**Obiettivo dell'esercizio**
Secondo il testo sulle iniezioni letali, perché il divieto deciso dall'Unione Europea nel 2011 ha funzionato? Rispondi in una o due frasi.

**Testo scelto**
☆ ☆ ☆

Tutto nasce da un’iniziativa dell’Unione Europea, che nel 2011, per ragioni etiche, ha vietato l’esportazione negli Stati Uniti del cocktail di sostanze usate per somministrare l’iniezione letale ai condannati a morte. Il provvedimento si è rivelato efficace perché gli stati che ancora mantengono in vigore la pena capitale non riescono a trovare sostituti adeguati. Diversi stati americani stanno cercando delle alternative: una delle sostanze più utilizzate nelle iniezioni letali, il Pentobarbital, sta diventando molto difficile da reperire. Si tratta di una sostanza che si usa soprattutto per le eutanasie animali, ma anche per quelle umane. Per anni il Pentobarbital è stato usato come componente principale per le iniezioni letali in diversi stati americani. Quando però la notizia dell’utilizzo della sostanza si è diffusa in Danimarca, dove ha sede il produttore, una campagna stampa ha spinto la società a bloccare tutte le vendite. Le aziende farmaceutiche non vogliono che i loro prodotti vengano utilizzati per iniezioni letali e l’Unione Europea definisce illegale la vendita di prodotti utilizzabili per la pena capitale.

☆ ☆ ☆

**Righe di dati**

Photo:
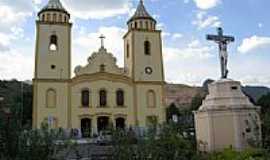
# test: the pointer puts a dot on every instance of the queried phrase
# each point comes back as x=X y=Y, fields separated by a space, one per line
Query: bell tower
x=53 y=42
x=143 y=47
x=52 y=66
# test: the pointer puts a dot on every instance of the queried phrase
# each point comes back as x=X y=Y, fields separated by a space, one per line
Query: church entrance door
x=86 y=127
x=103 y=123
x=120 y=123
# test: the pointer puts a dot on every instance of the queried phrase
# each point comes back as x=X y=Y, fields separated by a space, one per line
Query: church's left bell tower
x=52 y=66
x=53 y=42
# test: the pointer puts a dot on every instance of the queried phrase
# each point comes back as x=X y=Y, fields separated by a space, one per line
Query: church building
x=100 y=94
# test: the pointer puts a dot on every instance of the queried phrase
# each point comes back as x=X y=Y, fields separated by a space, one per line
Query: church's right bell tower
x=143 y=48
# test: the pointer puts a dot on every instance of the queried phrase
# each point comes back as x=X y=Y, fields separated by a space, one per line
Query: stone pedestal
x=226 y=118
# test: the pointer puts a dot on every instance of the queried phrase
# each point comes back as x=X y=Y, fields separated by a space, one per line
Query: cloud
x=177 y=35
x=252 y=43
x=14 y=13
x=206 y=4
x=97 y=9
x=193 y=50
x=15 y=64
x=203 y=20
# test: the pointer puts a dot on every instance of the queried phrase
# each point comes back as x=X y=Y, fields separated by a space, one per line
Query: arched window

☆ ☆ ☆

**Risultato**
Il divieto ha funzionato perché gli stati americani che mantengono ancora in vigore la pena capitale non riescono a trovare sostituti adeguati.